--- EXCERPTED PASSAGE ---
-- Begin --
In his book, Gelfand recalls Rubel telling him: “We wanted to help to personalize the POW situation, and at the Army-Navy game, we made the point. The whole process caught fire because midshipmen felt this was something they could do, not to affect the war, but to be part of the recognition [of POWs]. . . . That is why midshipmen latched on [to our project].”
No Greater Love
At the close of 1971, Rubel and Glover were just a few months from graduation, but they wanted to find a way to continue a campaign for the children. In December, they invited to the Naval Academy football great Johnny Unitas and five other members of the Baltimore Colts; Vince Promuto of the Washington Redskins; and former White House aide Carmella LaSpada, who had organized America’s Athletes for POWs-MIAs.2 Rubel and Glover teamed with the sports stars to recruit some 500 midshipmen to be pen-pals with children of servicemen missing or captured in Vietnam.3 LaSpada, who suggested the name “No Greater Love,” became the program coordinator and went on to recruit other legendary entertainers and athletes to the group, including Joe DiMaggio, Althea Gibson, Joe Louis, Jesse Owens, Arnold Palmer, Ted Williams, Joe Frazier, Brooks Robinson, Don Schollander, Bobby Orr, and Jerry West.
Less than two years after Rubel and Glover graduated, the POWs were freed.
Rick Rubel and Joe Glover never received any official recognition for their work. It is time for these two former midshipmen to be honored for their empathy, their creativity, and their efforts to bring attention and comfort to the families of Vietnam POWs and MIAs. You could say they were on their way to becoming distinguished graduates of the U.S. Naval Academy even before they graduated—and that puts them in a class by themselves.
1. H. Michael Gelfand, Sea Change at Annapolis: The U.S. Naval Academy, 1949–2000 (Chapel Hill, NC: University of North Carolina Press, 2006), 207–8.
2. “About Us,” No Greater Love.
3. Art Jaeger, “Midshipmen Help Launch ‘Sports Stars’ POW Effort,” Navy Times, 15 December 1971.
-- End --
--- PROVIDED DATA ---
-- Begin --
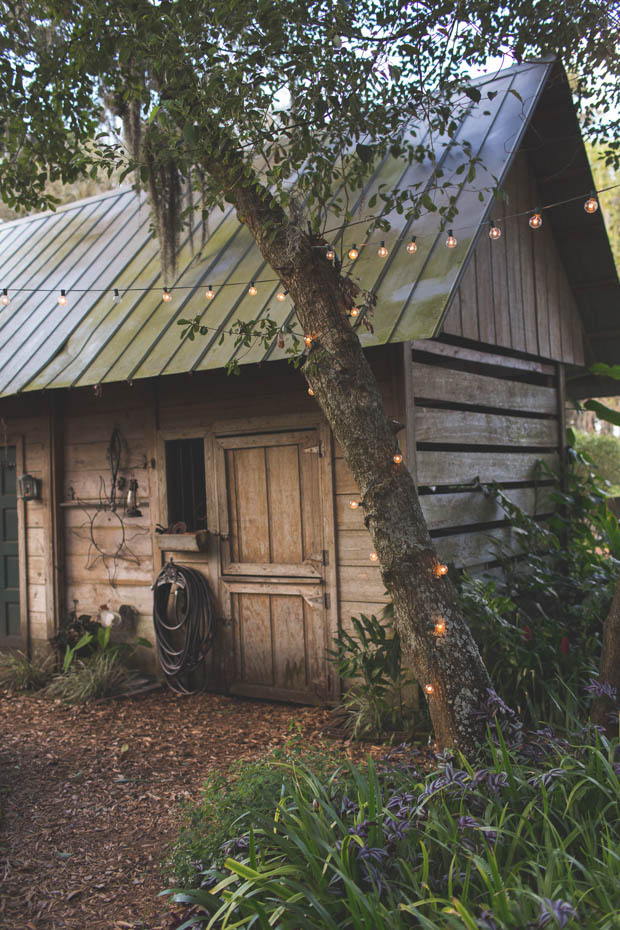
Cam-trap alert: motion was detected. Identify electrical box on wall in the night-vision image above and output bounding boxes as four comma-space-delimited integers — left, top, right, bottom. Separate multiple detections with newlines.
19, 475, 41, 501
-- End --
--- EXERCISE PROMPT ---
Please reproduce, word for word, the part of the passage above about the midshipmen's POW campaign starting at "Rick Rubel and" and ending at "class by themselves.".

--- SOLUTION BELOW ---
Rick Rubel and Joe Glover never received any official recognition for their work. It is time for these two former midshipmen to be honored for their empathy, their creativity, and their efforts to bring attention and comfort to the families of Vietnam POWs and MIAs. You could say they were on their way to becoming distinguished graduates of the U.S. Naval Academy even before they graduated—and that puts them in a class by themselves.